What the task requires
Can you write out every line of the records below, from the line with "One point per instance, written like point(279, 30)" to the line with "point(298, 116)", shifting each coordinate in the answers by -52 and leaving all other lines as they are?

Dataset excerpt
(begin)

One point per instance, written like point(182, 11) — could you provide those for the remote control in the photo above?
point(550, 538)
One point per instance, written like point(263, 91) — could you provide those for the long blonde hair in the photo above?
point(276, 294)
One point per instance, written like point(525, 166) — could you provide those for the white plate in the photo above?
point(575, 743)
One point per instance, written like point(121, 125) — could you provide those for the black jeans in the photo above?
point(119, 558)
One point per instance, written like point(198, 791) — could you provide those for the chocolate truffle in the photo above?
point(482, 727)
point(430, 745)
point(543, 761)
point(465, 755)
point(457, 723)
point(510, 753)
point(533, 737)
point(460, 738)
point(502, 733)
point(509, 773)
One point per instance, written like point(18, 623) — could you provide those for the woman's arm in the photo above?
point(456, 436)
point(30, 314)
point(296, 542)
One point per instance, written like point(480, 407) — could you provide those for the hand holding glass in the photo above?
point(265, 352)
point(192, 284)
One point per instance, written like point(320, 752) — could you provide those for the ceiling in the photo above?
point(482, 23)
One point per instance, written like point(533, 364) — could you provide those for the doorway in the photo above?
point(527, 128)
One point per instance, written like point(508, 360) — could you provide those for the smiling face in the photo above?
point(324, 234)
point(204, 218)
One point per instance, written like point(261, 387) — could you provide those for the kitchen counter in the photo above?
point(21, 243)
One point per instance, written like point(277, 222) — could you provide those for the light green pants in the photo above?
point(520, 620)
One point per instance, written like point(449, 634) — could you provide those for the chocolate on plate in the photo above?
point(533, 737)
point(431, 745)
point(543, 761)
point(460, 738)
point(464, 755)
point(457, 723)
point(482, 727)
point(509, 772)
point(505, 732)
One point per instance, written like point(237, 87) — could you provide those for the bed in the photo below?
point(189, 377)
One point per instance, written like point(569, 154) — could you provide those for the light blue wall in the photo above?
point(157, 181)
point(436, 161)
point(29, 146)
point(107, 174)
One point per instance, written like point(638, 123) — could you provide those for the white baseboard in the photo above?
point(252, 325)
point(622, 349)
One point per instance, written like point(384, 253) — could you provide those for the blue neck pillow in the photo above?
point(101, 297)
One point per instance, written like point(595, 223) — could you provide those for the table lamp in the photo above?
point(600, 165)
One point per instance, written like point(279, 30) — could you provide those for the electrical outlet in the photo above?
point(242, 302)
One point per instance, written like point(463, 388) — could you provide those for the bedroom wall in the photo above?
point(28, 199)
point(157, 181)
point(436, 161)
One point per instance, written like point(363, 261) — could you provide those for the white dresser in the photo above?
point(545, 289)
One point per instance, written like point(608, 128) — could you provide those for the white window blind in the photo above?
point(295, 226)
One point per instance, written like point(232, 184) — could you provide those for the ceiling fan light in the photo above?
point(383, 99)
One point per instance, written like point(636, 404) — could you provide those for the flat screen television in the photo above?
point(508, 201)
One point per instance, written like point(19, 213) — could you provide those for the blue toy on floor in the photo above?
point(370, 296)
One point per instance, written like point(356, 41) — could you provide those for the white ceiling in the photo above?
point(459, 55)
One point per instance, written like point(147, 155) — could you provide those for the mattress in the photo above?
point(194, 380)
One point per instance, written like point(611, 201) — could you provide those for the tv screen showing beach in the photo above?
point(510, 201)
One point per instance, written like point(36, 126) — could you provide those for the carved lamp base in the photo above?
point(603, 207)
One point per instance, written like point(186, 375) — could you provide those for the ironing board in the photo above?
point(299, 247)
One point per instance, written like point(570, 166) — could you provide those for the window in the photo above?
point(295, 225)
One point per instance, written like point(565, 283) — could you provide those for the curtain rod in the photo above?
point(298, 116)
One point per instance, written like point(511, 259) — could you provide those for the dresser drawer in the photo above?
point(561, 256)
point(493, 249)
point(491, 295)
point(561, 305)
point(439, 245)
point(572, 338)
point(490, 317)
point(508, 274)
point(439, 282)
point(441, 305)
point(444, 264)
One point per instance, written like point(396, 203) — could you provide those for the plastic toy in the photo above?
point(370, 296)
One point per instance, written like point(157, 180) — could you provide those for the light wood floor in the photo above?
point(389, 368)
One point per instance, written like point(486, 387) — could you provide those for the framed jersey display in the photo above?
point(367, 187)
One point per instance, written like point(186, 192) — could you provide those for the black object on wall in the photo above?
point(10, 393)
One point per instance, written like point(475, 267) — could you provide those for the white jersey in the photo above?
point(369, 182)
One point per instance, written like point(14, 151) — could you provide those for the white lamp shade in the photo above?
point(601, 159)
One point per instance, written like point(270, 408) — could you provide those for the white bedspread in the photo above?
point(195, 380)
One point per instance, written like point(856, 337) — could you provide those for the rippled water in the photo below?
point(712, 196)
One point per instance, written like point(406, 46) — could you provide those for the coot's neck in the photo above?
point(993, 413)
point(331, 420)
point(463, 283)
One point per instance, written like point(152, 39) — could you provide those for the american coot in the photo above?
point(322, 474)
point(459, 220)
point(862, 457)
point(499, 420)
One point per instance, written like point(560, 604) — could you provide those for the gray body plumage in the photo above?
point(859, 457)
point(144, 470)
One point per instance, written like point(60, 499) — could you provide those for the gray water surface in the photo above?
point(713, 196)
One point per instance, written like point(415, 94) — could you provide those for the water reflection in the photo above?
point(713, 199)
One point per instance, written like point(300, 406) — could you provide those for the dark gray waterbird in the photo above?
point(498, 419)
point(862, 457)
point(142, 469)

(end)

Reply
One point per instance, written like point(279, 30) — could you provide those for the electrical outlet in the photo above?
point(190, 250)
One point per instance, written like point(463, 388) — could you provide those for the bedroom wall in the photo above?
point(-24, 147)
point(105, 129)
point(384, 109)
One point per instance, written like point(363, 261) — could you provide those for the white dresser in the photo above?
point(493, 237)
One point per instance, written like point(608, 128) — could you provide those for the white window blind in the photo above?
point(243, 174)
One point per instance, written like point(232, 184) — could you provide those for the ceiling fan light in the photo above?
point(331, 47)
One point per instance, written like point(636, 404) — could you provide those for the flat screen television in the photo above?
point(456, 149)
One point per instance, written like point(19, 213) — could you provide those for the blue toy on floor in the photo above?
point(318, 244)
One point per instance, written like point(356, 41) — could you provide those for the white ceiling in the photo above?
point(407, 3)
One point per instance, written like point(147, 155) — could you provide those for the mattress in the photo above?
point(142, 328)
One point per instance, written like point(611, 201) — could you provide those for the tv screen showing beach in the photo above?
point(458, 149)
One point per instance, written like point(36, 126) — could you provide those for the carved lamp base in the photo above?
point(551, 155)
One point per instance, written like point(186, 375) — could you provide those for the ironing board in the photo above?
point(247, 195)
One point per instance, written like point(570, 166) — could you provide those for the window in the photo above?
point(243, 173)
One point per instance, written like point(565, 283) — could you provide those for the curtain rod in the photo above?
point(246, 64)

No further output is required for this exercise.